Exercise goal: Transcribe the entries exactly as each line appears.

━━━━━ Exercise data ━━━━━

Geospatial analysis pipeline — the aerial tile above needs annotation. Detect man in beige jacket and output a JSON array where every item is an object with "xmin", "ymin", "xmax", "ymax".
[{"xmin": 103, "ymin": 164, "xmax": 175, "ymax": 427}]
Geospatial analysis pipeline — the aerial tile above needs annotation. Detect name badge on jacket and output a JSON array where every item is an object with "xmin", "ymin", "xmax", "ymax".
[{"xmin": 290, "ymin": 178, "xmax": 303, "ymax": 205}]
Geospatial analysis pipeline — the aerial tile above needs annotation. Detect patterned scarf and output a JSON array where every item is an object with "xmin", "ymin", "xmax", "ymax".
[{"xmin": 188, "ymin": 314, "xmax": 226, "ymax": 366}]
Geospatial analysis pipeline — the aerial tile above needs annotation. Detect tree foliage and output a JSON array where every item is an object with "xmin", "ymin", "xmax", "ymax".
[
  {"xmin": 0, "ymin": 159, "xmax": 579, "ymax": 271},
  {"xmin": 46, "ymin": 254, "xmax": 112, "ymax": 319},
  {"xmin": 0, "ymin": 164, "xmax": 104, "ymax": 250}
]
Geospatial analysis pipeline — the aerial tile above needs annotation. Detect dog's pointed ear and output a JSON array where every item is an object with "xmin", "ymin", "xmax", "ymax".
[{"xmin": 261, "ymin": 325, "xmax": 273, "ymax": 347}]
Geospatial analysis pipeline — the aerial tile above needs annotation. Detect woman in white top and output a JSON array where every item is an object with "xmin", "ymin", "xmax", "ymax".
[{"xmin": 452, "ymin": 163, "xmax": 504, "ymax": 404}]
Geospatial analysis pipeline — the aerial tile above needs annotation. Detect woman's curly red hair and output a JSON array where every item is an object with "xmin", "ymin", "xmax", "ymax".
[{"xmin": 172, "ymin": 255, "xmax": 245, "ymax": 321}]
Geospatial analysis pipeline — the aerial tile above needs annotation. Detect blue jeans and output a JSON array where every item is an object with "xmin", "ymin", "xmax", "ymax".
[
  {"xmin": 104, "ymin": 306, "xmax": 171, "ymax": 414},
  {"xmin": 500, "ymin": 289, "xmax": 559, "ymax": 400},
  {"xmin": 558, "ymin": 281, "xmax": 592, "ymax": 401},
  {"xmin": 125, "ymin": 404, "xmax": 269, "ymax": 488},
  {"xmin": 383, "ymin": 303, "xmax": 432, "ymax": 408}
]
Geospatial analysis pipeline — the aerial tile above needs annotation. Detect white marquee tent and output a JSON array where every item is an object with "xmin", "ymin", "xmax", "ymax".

━━━━━

Reply:
Geospatial analysis pipeline — the aerial tile above needs annotation. Detect man in beige jacket and output a JSON array where every item is an object with "xmin", "ymin", "xmax", "ymax".
[{"xmin": 103, "ymin": 164, "xmax": 175, "ymax": 427}]
Geospatial analysis pipeline — the aerial tile above needs annotation. Detect name badge on jacket and output a JSON array where every item is an object with "xmin", "ymin", "xmax", "ymax".
[{"xmin": 290, "ymin": 178, "xmax": 303, "ymax": 205}]
Geospatial analysis pipeline — the aerial tile above needs annotation. Detect patterned scarf and output a JSON array where every item is an object with "xmin", "ymin", "xmax", "ymax".
[{"xmin": 188, "ymin": 314, "xmax": 226, "ymax": 366}]
Geospatial analysis pipeline — the aerial tile above needs annotation. Detect tree foliage and output a JSON array where every item is an object with "xmin", "ymin", "xmax", "ymax".
[
  {"xmin": 0, "ymin": 159, "xmax": 579, "ymax": 271},
  {"xmin": 46, "ymin": 254, "xmax": 112, "ymax": 319},
  {"xmin": 0, "ymin": 164, "xmax": 104, "ymax": 250}
]
Geospatial analysis pipeline — the aerial tile above needs annotation. Detect dog's pointed ear and output a JSON array where every item is an object with "xmin", "ymin", "xmax", "ymax".
[{"xmin": 261, "ymin": 325, "xmax": 273, "ymax": 347}]
Geospatial analysis pipeline — the aerial tile above needs annotation. Detect woman in white top and output a JSON array where every item is an object with "xmin", "ymin", "xmax", "ymax".
[{"xmin": 452, "ymin": 163, "xmax": 504, "ymax": 404}]
Geospatial analysis pipeline — the aerial tile above needs annotation. Detect woman's curly red hair and output a JSON array where every item is an object with "xmin", "ymin", "xmax", "ymax".
[{"xmin": 172, "ymin": 255, "xmax": 245, "ymax": 321}]
Geospatial analysis pipeline — the aerial tile above needs annotation. Detect blue jeans and output a JSON array where every item is an object with "xmin", "ymin", "xmax", "ymax".
[
  {"xmin": 104, "ymin": 306, "xmax": 171, "ymax": 414},
  {"xmin": 500, "ymin": 289, "xmax": 559, "ymax": 400},
  {"xmin": 558, "ymin": 281, "xmax": 592, "ymax": 401},
  {"xmin": 125, "ymin": 404, "xmax": 269, "ymax": 488},
  {"xmin": 383, "ymin": 303, "xmax": 432, "ymax": 408}
]
Geospatial analysis pipeline — the aerial tile above needs annotation. Detect white marquee tent and output a JSON array where every item is an object with "xmin", "ymin", "xmax", "ymax".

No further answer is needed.